When Mandy Jacobs (r) and artist Jayne Baume (l) started offering art workshops through their enterprise Paradise Fusion, the aim was to create an experience more akin to a day at a relaxing retreat rather than in a typical classroom.
The workshops provide an opportunity for participants to take time out and explore their creativity in the studio, set against the beautiful, established gardens at Mandy’s Paradise Valley property west of Rotorua.
It’s an uplifting experience, which is why Jayne and Mandy decided to approach the Cancer Society with the idea of delivering workshops making jewellery, decorative glass and painted ceramics to clients.
Mindful that many people affected by cancer are impacted financially, Jayne and Mandy worked hard to secure funding from Creative Communities Rotorua so the workshops would be free to attend.
But in an unexpected twist of fate, plans came to a halt when Jayne was herself diagnosed with pleomorphic lobular carcinoma in situ (PLCIS), an uncommon condition in which abnormal cells form in the milk glands (lobules) in the breast. PLCIS isn't cancer but indicates an increased risk of developing breast cancer. In Jayne’s case she was advised to undergo surgery.

## EXTRACTED ENTRIES

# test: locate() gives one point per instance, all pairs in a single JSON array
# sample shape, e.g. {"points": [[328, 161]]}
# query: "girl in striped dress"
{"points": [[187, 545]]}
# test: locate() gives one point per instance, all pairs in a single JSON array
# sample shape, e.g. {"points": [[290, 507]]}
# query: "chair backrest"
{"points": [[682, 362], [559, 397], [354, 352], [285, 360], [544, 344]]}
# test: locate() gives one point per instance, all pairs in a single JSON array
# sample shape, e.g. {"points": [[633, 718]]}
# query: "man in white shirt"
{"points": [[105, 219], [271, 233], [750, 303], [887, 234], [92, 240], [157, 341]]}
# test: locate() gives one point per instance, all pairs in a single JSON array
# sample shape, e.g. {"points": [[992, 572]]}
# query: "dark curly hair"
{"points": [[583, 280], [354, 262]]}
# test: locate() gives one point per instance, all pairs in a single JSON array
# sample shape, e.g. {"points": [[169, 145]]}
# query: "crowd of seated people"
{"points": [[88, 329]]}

## EXERCISE DETAILS
Decide whether each statement below agrees with the text about the Paradise Fusion art workshops: (a) the workshops take place at a property east of Rotorua; (b) funding from Creative Communities Rotorua was sought so that the workshops would be free to attend; (c) PLCIS is a form of breast cancer. Answer yes or no for each, quoting the words of the text that decide it.

## COMPLETED TASK
(a) No: "Mandy’s Paradise Valley property west of Rotorua"
(b) Yes: "worked hard to secure funding from Creative Communities Rotorua so the workshops would be free to attend"
(c) No: "PLCIS isn't cancer but indicates an increased risk of developing breast cancer."